A block of data
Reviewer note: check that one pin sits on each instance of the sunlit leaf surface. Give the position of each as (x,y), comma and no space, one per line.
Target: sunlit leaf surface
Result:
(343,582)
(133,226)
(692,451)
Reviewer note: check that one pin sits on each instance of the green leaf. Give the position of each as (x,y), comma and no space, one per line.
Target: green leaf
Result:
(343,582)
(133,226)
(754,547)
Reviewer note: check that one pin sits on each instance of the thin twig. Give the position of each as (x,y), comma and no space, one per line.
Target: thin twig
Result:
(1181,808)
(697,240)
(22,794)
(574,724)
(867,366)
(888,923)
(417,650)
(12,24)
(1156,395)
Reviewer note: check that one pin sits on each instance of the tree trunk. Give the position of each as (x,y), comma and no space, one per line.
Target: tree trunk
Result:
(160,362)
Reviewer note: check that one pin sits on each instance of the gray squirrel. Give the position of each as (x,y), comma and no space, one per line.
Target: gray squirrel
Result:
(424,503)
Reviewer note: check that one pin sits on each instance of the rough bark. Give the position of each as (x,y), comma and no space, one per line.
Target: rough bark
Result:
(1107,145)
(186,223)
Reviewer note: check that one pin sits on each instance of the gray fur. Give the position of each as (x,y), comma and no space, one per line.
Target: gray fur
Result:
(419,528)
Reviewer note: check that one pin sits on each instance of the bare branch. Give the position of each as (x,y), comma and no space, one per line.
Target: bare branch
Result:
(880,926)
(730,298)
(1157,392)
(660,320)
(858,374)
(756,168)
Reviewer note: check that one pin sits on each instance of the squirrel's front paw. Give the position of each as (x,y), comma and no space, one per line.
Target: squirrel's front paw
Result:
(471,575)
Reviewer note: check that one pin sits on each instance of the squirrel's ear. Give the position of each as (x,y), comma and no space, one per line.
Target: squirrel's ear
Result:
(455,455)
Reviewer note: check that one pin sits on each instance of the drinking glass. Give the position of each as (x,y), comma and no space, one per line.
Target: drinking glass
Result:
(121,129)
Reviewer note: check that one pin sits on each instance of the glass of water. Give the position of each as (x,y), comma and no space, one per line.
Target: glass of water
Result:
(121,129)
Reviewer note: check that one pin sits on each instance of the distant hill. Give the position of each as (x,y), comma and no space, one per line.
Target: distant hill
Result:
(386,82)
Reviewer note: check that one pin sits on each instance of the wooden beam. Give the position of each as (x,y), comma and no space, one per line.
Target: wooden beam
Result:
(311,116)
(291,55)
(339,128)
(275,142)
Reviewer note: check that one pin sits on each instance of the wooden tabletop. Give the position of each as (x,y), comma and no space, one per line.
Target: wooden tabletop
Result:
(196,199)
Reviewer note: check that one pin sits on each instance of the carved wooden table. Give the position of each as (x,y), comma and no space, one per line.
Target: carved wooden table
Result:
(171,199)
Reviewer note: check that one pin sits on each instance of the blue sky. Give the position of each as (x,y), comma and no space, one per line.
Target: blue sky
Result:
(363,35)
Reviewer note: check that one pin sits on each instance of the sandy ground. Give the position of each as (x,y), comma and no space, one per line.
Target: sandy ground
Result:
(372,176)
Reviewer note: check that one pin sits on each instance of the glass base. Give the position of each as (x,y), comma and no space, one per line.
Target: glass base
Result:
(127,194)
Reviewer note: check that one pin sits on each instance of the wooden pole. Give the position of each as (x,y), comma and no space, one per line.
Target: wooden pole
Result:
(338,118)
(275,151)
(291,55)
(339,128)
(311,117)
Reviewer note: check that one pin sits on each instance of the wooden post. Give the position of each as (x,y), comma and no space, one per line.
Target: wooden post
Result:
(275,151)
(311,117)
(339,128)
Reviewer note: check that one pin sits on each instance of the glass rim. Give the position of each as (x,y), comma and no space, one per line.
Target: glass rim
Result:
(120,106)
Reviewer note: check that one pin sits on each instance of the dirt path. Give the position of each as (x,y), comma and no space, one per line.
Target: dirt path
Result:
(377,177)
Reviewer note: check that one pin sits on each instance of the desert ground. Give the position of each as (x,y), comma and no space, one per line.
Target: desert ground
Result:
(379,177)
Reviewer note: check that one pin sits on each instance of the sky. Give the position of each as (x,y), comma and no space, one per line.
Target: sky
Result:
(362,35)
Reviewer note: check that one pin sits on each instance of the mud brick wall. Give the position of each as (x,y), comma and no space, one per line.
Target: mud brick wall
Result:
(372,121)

*What is needed:*
Starting at the line that contains "of the sandy", quote each remaining line of the entries above, unchanged.

*The reply:*
Reviewer note: check that one pin sits on each instance of the sandy ground. Give the position of each as (x,y), comma and no space, one per line.
Target: sandy ground
Result:
(372,176)
Reviewer note: check that one pin sits on each instance of the glass base. Give the position of each as (x,y), comma and no space, one per line.
Target: glass base
Result:
(127,194)
Reviewer note: check that one pin sits on each instance of the wooden pole. Give the position of each as (x,y), comma and no space, one per line.
Target: wooden pole
Result:
(338,118)
(275,151)
(291,55)
(339,128)
(311,117)
Reviewer note: check that one pin sits on each instance of the wooden post. Give the position of each as (x,y), comma and no space, one per line.
Target: wooden post
Result:
(275,151)
(311,117)
(339,128)
Reviewer note: check that one pin sits on each instance of the glass rim. Give the position of each as (x,y), comma and no space, one per line.
Target: glass rim
Result:
(120,106)
Reviewer note: check that one pin sits on each instance of the dirt path. Give the position of each as (x,y), comma and no space, one per line.
Target: dirt path
Result:
(377,177)
Reviewer note: check that one pin sits on each instance of the desert ground. Give the position of each as (x,y), comma and no space, one per line.
Target: desert ground
Result:
(379,177)
Reviewer note: check that one pin sits on each instance of the sky. Give the position of each as (x,y), comma and no space, one per line.
Target: sky
Result:
(362,35)
Reviewer note: check that one pin sits on each instance of the mud brick wall. Give the position of each as (x,y), comma and no space, one per line.
Target: mud brick wall
Result:
(372,121)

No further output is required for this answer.